▸ Page text:

Commit Graph

200 Commits

Author SHA1 Message Date
Tim Peters 6fc13d9595 Finished transitioning to using gc_refs to track gc objects' states.
This was mostly a matter of adding comments and light code rearrangement.
Upon untracking, gc_next is still set to NULL.  It's a cheap way to
provoke memory faults if calling code is insane.  It's also used in some
way by the trashcan mechanism.
2002-07-02 18:12:35 +00:00
Tim Peters ea405639bf Reserved another gc_refs value for untracked objects. Every live gc
object should now have a well-defined gc_refs value, with clear transitions
among gc_refs states.  As a result, none of the visit_XYZ traversal
callbacks need to check IS_TRACKED() anymore, and those tests were removed.
(They were already looking for objects with specific gc_refs states, and
the gc_refs state of an untracked object can no longer match any other
gc_refs state by accident.)
Added more asserts.
I expect that the gc_next == NULL indicator for an untracked object is
now redundant and can also be removed, but I ran out of time for this.
2002-07-02 00:52:30 +00:00
Tim Peters 19b74c7868 OK, I couldn't stand it <0.5 wink>: removed all uncertainty about what's
in gc_refs, even at the cost of putting back a test+branch in
visit_decref.

The good news:  since gc_refs became utterly tame then, it became
clear that another special value could be useful.  The move_roots() and
move_root_reachable() passes have now been replaced by a single
move_unreachable() pass.  Besides saving a pass over the generation, this
has a better effect:  most of the time everything turns out to be
reachable, so we were breaking the generation list apart and moving it
into into the reachable list, one element at a time.  Now the reachable
stuff stays in the generation list, and the unreachable stuff is moved
instead.  This isn't quite as good as it sounds, since sometimes we
guess wrongly that a thing is unreachable, and have to move it back again.

Some records
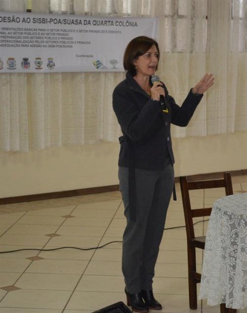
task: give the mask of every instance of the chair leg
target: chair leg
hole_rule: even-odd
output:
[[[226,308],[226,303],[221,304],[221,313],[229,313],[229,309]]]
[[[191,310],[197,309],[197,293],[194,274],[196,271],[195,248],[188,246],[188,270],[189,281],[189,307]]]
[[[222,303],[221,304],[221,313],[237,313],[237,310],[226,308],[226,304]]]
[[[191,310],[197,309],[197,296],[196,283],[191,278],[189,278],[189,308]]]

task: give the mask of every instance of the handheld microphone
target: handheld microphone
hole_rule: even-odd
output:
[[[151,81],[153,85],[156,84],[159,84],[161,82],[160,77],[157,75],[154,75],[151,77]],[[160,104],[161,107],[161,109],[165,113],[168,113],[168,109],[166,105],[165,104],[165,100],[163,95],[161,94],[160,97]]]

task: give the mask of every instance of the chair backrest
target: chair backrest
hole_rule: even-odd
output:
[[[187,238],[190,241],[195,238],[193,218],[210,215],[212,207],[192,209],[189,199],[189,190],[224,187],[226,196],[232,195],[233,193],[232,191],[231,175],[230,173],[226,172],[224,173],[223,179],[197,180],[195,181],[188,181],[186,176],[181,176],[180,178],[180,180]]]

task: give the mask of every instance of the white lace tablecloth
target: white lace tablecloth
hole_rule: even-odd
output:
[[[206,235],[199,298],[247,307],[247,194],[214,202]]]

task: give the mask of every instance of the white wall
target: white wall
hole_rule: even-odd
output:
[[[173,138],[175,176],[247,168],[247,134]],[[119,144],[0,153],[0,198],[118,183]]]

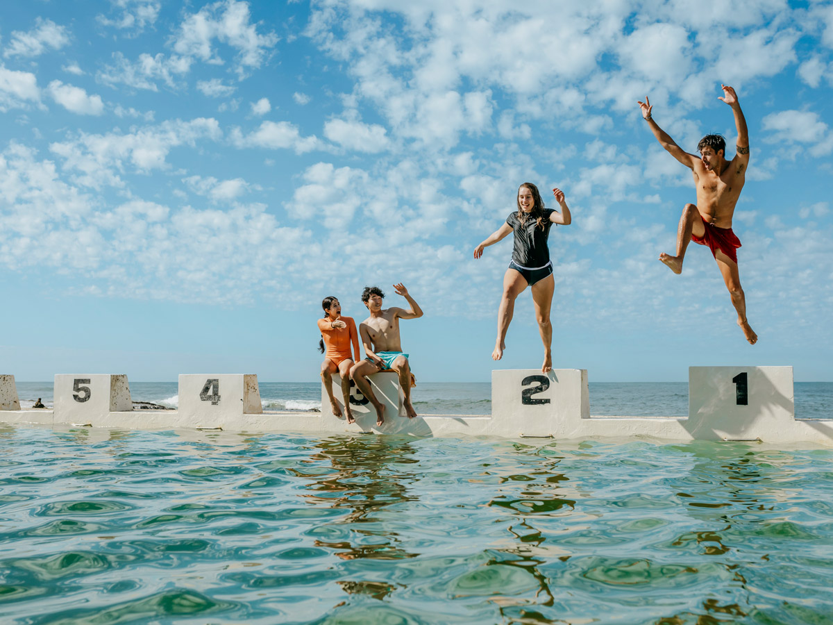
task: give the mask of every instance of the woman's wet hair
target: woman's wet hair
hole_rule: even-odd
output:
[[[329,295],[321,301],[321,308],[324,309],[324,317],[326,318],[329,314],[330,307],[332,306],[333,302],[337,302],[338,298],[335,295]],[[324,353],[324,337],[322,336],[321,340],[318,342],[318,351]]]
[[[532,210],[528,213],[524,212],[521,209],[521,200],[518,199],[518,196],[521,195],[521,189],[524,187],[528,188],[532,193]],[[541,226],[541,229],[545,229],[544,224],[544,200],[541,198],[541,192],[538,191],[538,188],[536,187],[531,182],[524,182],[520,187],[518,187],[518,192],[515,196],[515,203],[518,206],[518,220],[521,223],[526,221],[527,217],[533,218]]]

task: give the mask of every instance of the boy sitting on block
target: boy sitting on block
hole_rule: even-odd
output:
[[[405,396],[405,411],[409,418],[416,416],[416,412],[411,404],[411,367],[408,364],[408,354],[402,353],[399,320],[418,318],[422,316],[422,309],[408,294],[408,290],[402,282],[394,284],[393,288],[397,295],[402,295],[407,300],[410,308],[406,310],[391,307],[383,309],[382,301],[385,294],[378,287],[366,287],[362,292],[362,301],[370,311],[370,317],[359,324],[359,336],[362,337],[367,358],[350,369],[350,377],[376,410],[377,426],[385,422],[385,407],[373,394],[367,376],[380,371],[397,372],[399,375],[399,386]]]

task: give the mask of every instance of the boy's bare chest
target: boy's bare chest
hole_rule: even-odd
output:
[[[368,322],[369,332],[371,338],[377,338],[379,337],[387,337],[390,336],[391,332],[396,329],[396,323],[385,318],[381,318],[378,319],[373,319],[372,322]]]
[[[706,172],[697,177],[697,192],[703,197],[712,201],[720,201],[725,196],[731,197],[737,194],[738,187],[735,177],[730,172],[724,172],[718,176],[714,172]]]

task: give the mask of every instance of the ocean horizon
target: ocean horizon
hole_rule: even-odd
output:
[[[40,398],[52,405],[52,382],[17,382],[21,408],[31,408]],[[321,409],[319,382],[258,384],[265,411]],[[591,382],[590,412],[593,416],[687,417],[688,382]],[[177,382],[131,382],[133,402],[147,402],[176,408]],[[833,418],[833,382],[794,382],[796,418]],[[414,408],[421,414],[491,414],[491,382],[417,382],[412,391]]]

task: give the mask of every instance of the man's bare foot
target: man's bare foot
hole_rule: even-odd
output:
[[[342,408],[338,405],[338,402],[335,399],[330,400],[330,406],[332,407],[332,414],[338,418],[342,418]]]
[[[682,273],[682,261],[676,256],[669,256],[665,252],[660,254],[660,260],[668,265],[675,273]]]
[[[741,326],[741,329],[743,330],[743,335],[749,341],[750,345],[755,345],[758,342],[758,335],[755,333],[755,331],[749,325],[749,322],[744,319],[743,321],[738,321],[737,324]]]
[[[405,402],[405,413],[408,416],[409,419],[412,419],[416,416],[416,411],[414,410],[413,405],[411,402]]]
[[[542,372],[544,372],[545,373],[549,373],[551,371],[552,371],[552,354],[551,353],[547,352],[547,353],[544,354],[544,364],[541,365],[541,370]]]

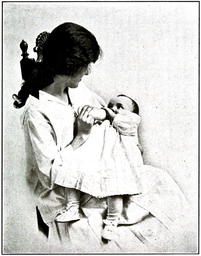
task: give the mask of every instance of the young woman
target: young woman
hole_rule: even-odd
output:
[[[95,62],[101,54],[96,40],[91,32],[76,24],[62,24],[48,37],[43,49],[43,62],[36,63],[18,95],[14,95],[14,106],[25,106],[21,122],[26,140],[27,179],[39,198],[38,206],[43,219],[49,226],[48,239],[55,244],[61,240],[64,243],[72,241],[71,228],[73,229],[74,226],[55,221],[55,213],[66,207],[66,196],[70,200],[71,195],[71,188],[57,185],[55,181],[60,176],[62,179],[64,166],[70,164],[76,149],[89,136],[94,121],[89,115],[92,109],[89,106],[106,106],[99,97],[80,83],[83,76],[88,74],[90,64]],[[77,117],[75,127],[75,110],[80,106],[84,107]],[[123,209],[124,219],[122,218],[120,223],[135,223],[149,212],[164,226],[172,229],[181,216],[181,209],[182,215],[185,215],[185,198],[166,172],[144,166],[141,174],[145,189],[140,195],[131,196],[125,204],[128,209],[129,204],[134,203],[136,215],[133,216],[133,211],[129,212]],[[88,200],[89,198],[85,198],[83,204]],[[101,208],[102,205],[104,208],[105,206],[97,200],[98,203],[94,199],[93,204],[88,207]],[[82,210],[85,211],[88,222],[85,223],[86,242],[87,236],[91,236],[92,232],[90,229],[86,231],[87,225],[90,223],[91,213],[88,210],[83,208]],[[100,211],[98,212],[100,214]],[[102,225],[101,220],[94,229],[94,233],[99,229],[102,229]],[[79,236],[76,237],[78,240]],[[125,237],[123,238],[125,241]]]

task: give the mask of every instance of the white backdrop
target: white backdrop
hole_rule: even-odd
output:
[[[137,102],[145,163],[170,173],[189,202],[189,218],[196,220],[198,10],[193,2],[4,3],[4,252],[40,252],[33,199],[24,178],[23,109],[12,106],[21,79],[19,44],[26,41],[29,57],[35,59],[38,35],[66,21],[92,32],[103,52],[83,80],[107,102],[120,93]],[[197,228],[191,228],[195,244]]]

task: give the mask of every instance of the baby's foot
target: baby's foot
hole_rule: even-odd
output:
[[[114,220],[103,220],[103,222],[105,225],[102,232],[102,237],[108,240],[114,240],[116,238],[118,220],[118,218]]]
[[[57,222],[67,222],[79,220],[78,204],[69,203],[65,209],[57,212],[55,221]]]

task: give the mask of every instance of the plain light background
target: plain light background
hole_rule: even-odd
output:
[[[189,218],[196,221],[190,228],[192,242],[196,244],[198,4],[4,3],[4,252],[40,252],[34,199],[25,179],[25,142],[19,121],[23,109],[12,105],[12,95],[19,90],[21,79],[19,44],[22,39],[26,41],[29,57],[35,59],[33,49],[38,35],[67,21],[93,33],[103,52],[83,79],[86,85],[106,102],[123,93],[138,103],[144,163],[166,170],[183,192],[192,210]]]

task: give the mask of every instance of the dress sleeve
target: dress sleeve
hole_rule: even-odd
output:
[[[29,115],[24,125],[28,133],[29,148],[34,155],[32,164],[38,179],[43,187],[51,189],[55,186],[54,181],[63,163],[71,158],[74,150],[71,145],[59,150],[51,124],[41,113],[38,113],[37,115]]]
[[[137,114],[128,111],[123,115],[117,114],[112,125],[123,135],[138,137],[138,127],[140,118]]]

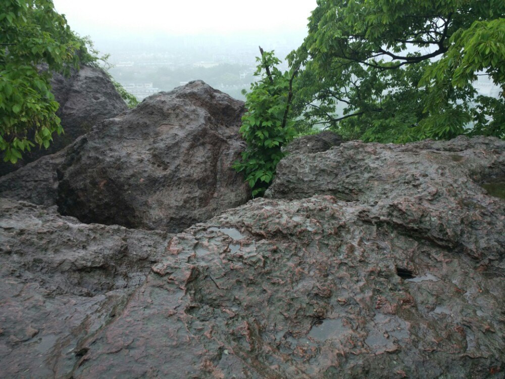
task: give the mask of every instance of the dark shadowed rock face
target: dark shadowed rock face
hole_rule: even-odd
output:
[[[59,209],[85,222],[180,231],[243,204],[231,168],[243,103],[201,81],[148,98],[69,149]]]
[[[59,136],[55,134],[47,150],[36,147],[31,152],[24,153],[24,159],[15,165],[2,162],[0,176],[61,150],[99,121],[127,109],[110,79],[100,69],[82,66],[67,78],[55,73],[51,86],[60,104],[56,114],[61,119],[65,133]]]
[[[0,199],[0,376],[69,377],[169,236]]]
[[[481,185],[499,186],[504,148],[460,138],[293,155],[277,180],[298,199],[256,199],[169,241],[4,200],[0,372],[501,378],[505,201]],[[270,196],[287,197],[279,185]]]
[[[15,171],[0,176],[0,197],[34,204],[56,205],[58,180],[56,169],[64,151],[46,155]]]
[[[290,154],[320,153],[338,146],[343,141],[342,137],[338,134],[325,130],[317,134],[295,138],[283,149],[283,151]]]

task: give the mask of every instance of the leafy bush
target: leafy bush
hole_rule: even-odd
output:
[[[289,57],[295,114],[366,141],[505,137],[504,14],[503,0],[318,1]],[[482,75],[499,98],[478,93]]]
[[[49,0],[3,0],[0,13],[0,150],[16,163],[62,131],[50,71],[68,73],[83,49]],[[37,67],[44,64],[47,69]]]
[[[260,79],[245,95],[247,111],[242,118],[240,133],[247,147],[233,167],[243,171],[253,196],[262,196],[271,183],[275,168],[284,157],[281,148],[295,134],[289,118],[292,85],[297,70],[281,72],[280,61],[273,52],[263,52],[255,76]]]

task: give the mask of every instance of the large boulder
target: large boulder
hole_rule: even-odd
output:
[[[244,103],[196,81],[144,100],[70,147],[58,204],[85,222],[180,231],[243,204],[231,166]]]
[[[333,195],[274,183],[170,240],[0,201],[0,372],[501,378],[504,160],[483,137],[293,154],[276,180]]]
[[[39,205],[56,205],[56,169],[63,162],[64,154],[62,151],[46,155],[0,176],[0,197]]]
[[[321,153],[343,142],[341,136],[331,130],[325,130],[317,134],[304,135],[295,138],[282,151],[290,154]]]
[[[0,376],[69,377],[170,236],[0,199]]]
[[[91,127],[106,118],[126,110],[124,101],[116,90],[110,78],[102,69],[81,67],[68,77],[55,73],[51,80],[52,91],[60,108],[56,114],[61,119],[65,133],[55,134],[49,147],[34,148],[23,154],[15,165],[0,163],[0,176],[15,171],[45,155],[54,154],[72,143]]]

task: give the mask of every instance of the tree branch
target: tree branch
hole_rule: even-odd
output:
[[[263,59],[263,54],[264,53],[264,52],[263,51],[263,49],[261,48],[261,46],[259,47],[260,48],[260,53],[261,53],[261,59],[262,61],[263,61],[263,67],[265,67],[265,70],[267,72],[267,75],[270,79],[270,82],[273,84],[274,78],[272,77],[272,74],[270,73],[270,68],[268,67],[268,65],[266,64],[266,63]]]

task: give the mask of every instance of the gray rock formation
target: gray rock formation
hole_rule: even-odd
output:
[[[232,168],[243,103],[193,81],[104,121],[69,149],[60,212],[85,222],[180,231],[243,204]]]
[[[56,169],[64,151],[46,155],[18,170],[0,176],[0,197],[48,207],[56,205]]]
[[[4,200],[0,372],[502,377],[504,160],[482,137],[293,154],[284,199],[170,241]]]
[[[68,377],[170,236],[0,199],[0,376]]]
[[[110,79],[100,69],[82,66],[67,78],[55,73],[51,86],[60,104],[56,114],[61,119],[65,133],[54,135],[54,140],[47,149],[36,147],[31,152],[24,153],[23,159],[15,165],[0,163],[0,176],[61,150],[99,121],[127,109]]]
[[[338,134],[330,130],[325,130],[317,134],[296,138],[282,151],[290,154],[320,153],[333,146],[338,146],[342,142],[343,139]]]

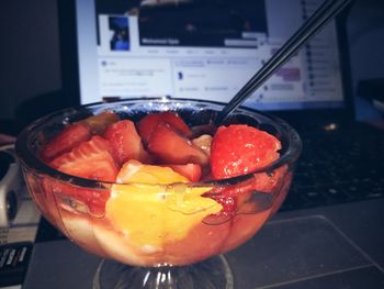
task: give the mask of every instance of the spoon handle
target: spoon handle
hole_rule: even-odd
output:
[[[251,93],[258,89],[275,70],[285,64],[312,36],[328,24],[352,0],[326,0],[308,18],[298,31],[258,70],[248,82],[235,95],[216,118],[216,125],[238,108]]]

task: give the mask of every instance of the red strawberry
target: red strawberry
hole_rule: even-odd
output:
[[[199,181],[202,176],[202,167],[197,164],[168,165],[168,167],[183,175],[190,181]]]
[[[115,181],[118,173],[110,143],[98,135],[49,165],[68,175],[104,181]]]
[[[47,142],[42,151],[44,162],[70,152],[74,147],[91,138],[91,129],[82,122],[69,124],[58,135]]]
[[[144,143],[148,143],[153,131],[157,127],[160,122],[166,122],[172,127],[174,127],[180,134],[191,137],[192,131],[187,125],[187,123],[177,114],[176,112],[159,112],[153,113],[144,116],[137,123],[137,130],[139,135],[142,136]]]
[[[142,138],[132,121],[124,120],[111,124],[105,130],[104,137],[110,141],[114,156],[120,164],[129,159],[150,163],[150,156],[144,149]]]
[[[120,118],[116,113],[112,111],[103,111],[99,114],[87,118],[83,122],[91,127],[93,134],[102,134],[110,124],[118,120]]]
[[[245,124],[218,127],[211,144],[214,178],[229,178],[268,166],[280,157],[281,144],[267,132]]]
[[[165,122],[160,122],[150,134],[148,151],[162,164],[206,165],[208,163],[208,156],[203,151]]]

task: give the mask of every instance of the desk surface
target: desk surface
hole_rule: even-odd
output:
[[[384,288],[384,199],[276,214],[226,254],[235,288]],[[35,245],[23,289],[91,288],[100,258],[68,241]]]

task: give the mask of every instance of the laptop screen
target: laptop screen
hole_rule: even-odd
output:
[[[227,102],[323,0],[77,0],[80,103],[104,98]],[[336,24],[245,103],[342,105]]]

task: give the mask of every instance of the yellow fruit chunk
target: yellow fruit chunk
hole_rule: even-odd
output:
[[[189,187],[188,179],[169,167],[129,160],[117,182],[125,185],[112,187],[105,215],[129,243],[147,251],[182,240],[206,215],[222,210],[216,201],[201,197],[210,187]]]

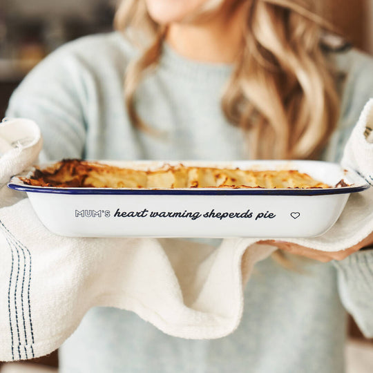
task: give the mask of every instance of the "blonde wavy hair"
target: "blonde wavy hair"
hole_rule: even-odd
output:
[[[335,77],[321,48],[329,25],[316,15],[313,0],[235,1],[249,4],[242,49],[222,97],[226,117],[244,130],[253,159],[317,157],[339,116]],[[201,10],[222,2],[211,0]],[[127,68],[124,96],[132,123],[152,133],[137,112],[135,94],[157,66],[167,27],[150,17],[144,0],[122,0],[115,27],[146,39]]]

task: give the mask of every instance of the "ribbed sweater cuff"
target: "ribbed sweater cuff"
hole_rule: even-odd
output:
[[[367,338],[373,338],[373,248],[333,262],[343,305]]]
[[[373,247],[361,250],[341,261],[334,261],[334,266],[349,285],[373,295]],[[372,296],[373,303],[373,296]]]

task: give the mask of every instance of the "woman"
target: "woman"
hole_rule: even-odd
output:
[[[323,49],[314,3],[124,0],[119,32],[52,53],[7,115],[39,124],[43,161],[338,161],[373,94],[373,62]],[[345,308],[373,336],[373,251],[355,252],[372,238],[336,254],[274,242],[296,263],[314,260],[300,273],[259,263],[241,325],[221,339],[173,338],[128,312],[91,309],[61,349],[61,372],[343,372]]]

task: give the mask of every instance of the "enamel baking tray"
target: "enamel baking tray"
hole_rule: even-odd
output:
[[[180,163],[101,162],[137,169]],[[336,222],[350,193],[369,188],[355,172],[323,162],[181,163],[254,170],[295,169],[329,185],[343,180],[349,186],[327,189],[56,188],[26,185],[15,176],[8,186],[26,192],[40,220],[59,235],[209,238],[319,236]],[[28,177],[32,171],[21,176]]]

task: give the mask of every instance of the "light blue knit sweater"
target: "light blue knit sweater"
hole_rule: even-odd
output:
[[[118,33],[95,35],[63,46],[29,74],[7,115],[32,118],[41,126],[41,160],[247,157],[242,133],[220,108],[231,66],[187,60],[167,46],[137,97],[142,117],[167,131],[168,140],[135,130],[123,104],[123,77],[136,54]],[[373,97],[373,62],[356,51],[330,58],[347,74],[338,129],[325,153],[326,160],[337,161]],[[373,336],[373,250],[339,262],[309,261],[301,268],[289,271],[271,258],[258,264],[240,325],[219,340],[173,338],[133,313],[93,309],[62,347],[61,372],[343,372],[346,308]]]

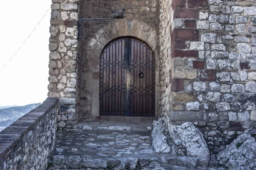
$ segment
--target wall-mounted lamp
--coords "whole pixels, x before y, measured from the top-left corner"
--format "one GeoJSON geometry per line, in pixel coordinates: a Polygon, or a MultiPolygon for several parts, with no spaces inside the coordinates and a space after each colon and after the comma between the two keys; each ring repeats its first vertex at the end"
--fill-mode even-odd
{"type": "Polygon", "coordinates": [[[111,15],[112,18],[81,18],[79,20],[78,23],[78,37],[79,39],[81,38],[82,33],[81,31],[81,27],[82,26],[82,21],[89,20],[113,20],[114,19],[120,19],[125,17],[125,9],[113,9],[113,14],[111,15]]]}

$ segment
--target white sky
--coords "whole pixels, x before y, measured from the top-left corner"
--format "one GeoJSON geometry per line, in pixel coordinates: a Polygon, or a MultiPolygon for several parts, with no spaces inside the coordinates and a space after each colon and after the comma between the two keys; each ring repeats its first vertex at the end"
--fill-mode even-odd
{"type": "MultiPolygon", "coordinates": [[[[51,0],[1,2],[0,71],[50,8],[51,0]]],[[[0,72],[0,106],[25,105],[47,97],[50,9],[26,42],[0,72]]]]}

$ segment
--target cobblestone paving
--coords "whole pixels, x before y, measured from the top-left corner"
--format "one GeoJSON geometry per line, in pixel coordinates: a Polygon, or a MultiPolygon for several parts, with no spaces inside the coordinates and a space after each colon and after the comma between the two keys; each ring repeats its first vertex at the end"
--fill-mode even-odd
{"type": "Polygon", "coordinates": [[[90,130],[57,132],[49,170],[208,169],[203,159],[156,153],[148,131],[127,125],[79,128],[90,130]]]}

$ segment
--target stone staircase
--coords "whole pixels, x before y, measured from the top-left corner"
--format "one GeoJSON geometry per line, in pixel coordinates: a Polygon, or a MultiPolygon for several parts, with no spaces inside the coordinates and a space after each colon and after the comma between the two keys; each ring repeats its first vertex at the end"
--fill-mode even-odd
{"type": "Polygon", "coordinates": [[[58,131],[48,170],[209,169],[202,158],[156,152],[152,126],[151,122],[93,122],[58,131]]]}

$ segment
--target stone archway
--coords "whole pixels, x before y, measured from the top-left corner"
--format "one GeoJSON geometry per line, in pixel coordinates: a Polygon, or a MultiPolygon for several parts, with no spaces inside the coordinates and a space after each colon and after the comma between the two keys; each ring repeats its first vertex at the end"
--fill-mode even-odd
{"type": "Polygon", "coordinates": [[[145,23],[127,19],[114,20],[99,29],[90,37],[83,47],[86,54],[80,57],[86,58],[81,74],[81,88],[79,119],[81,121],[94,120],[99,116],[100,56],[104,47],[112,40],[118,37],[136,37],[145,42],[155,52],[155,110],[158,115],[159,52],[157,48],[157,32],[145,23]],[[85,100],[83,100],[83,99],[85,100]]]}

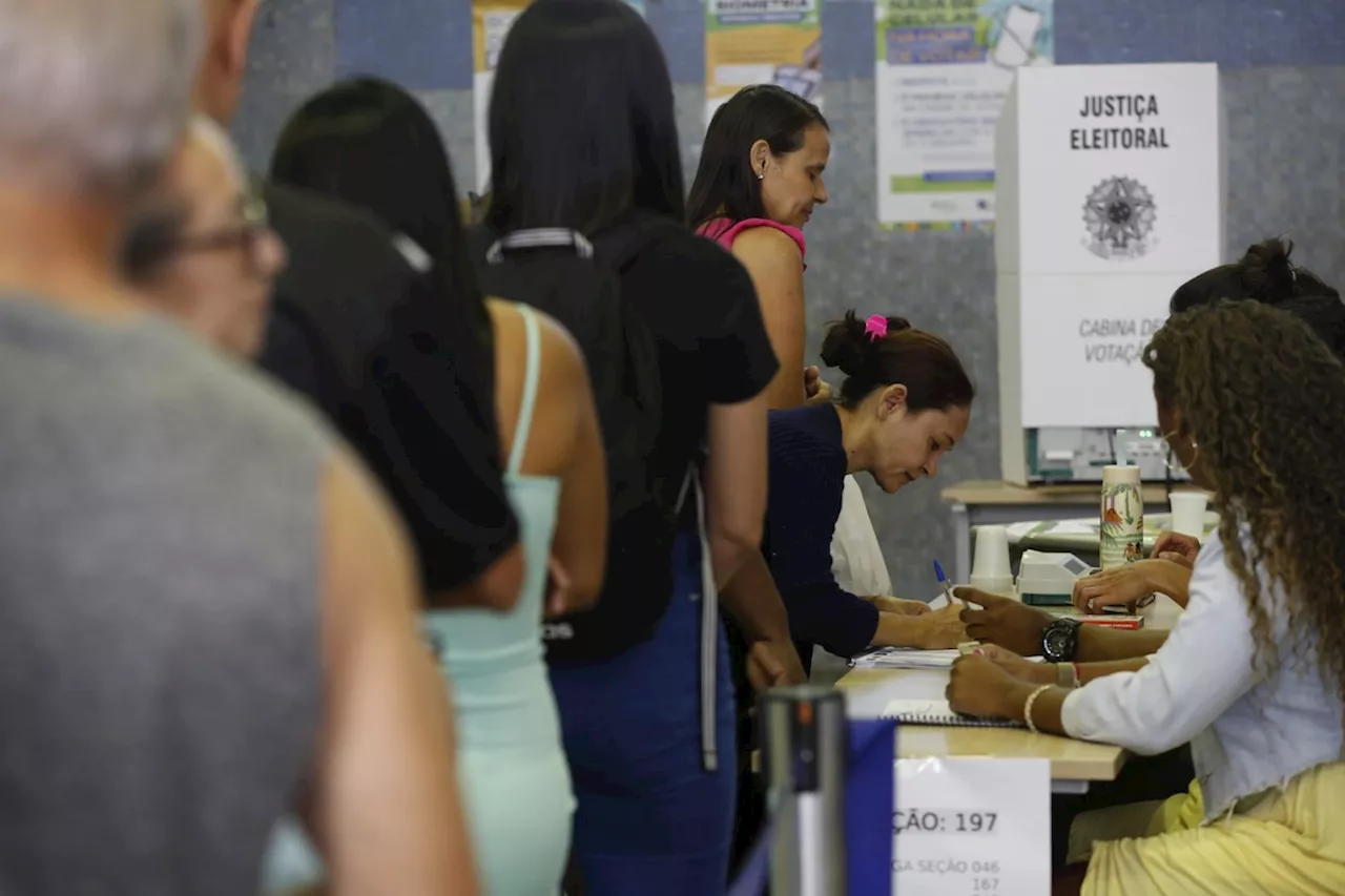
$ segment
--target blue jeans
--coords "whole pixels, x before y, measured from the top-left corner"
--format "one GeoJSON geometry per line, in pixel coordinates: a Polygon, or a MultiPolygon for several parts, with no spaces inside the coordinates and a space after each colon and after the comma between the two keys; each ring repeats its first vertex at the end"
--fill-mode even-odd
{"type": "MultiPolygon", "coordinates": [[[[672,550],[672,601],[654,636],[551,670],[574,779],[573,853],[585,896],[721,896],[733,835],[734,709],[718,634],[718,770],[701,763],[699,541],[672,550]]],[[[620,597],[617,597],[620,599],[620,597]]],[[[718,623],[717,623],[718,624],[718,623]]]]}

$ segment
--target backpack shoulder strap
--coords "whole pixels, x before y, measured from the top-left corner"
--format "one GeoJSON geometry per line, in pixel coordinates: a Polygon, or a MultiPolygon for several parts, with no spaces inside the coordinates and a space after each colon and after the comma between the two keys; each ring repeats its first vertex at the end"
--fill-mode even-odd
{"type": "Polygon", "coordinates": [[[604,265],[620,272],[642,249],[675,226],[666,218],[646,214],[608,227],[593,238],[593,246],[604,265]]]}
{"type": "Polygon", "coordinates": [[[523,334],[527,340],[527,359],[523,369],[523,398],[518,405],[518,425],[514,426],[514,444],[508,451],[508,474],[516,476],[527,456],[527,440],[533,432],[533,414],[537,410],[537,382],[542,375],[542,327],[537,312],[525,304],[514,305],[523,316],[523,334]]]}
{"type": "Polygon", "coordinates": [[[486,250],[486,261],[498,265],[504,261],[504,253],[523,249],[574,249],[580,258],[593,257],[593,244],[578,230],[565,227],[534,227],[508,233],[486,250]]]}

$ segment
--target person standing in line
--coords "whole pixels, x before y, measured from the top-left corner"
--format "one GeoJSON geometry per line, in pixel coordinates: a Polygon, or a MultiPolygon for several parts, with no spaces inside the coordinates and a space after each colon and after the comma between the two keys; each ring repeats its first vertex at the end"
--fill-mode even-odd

▸ Problems to work on:
- A) Summarize the commit log in two sentences.
- B) Carry the commit log on from the point where it stops.

▸ Answers:
- A) Tim Peters finished moving to gc_refs for tracking the states of gc objects, reserving another gc_refs value for untracked objects so that the visit_XYZ traversal callbacks no longer need to check IS_TRACKED(). He also replaced the move_roots() and move_root_reachable() passes with a single move_unreachable() pass, which leaves reachable objects in the generation list and moves the unreachable ones instead.

- B)
Still, overall, it yields a significant (but not dramatic) boost in
collection speed.
2002-07-01 03:52:19 +00:00
Tim Peters 93cd83e4ae visit_decref(): Two optimizations.
1. You're not supposed to call this with a NULL argument, although the
   docs could be clearer about that.  The other visit_XYZ() functions
   don't bother to check.  This doesn't either now, although it does
   assert non-NULL-ness now.

2. It doesn't matter whether the object is currently tracked, so don't
   bother checking that either (if it isn't currently tracked, it may
   have some nonsense value in gc_refs, but it doesn't hurt to
   decrement gibberish, and it's cheaper to do so than to make everyone
   test for trackedness).

It would be nice to get rid of the other tests on IS_TRACKED.  Perhaps
trackedness should not be a matter of not being in any gc list, but
should be a matter of being in a new "untracked" gc list.  This list
simply wouldn't be involved in the collection mechanism.  A newly
created object would be put in the untracked list.  Tracking would
simply unlink it and move it into the gen0 list.  Untracking would do
the reverse.  No test+branch needed then.  visit_move() may be vulnerable
then, though, and I don't know how this would work with the trashcan.
2002-06-30 21:31:03 +00:00
Tim Peters 8839617cc9 SF bug #574132: Major GC related performance regression
"The regression" is actually due to that 2.2.1 had a bug that prevented
the regression (which isn't a regression at all) from showing up.  "The
regression" is actually a glitch in cyclic gc that's been there forever.

As the generation being collected is analyzed, objects that can't be
collected (because, e.g., we find they're externally referenced, or
are in an unreachable cycle but have a __del__ method) are moved out
of the list of candidates.  A tricksy scheme uses negative values of
gc_refs to mark such objects as being moved.  However, the exact
negative value set at the start may become "more negative" over time
for objects not in the generation being collected, and the scheme was
checking for an exact match on the negative value originally assigned.
As a result, objects in generations older than the one being collected
could get scanned too, and yanked back into a younger generation.  Doing
so doesn't lead to an error, but doesn't do any good, and can burn an
unbounded amount of time doing useless work.

A test case is simple (thanks to Kevin Jacobs for finding it!):

x = []
for i in xrange(200000):
    x.append((1,))

Without the patch, this ends up scanning all of x on every gen0 collection,
scans all of x twice on every gen1 collection, and x gets yanked back into
gen1 on every gen0 collection.  With the patch, once x gets to gen2, it's
never scanned again until another gen2 collection, and stays in gen2.

Bugfix candidate, although the code has changed enough that I think I'll
need to port it by hand.  2.2.1 also has a different bug that causes
bound method objects not to get tracked at all (so the test case doesn't
burn absurd amounts of time in 2.2.1, but *should* <wink>).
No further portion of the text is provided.